# Makeshift Crate Divider & New Crate Inhabitant (Cat)



## mylissyk (Feb 25, 2007)

If you know what brand it is you might be able to get a divider from the manufacturer.


----------



## missmarstar (Jul 22, 2007)

LOL love the kitty in the crate pic.. they always do find the comfy spots in the house and try to claim them for their own!


----------



## CarolinaCasey (Jun 1, 2007)

mylissyk said:


> If you know what brand it is you might be able to get a divider from the manufacturer.


I have no idea. I might venture to Petsmart tomorrow and just buy a divider and bring it home. I can try to see if it will fit.


----------



## sameli102 (Aug 23, 2009)

Yes, he will eat the cardboard, I tried that with a pup. Can't wait to see him.


----------



## CarolinaCasey (Jun 1, 2007)

-=-=-=-=-

## Written task 1:
Lay out the entries below as a numbered list, dropping any blank lines and leaving the picture out.

## Data shown:

-=-=-=-=-

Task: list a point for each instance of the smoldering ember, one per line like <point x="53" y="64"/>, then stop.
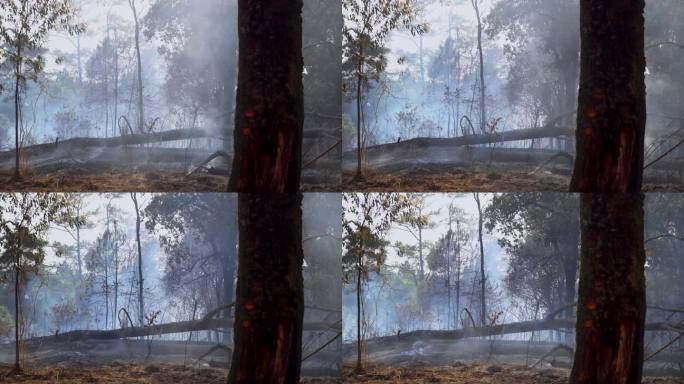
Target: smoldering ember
<point x="482" y="95"/>
<point x="483" y="288"/>
<point x="140" y="288"/>
<point x="139" y="95"/>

-=-=-=-=-

## Written task 2:
In the forum thread about the crate divider, which store does CarolinaCasey mention possibly visiting to buy a divider?

## Final answer 1:
1. Task: list a point for each instance of the smoldering ember, one per line like <point x="53" y="64"/>, then stop.
2. Target: smoldering ember
3. <point x="482" y="95"/>
4. <point x="483" y="288"/>
5. <point x="140" y="288"/>
6. <point x="139" y="95"/>

## Final answer 2:
Petsmart